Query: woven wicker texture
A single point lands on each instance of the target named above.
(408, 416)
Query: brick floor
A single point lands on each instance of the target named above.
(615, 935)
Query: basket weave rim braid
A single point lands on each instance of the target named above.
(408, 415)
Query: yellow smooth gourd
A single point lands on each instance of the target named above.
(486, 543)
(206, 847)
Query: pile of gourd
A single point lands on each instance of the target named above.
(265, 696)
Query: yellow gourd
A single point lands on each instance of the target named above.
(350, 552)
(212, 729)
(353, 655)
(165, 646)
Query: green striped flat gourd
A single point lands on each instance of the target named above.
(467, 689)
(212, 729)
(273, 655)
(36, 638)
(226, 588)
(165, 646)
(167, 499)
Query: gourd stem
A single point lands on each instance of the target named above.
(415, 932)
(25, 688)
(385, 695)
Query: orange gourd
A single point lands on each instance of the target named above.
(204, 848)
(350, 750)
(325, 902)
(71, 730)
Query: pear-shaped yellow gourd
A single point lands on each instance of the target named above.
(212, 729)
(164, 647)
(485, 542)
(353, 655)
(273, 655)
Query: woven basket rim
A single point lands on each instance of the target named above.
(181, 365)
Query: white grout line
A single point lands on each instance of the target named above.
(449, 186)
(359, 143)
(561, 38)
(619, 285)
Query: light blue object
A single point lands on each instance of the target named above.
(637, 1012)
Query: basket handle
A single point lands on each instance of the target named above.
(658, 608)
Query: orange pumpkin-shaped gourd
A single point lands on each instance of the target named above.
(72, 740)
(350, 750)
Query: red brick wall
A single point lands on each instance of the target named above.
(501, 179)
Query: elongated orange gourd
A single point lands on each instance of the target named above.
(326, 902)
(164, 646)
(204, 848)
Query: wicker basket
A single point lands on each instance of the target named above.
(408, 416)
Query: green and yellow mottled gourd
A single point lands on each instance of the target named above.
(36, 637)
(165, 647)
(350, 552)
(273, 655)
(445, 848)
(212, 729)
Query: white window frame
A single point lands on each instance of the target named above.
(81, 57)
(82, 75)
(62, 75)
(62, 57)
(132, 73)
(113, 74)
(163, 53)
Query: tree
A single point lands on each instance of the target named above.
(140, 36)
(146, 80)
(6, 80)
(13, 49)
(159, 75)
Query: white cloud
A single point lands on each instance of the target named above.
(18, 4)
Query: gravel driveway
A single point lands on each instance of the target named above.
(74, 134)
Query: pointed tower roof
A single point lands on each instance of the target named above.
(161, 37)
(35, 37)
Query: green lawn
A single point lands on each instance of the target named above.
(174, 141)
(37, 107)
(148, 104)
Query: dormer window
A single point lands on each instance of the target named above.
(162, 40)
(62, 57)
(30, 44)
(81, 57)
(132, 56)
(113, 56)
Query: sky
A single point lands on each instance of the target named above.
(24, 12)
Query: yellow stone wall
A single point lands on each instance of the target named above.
■ ■ ■ ■ ■
*Instructions for the task*
The answer consists of the lines above that include the word "brick", each copied exactly.

*Written answer*
Query: brick floor
Query: red brick wall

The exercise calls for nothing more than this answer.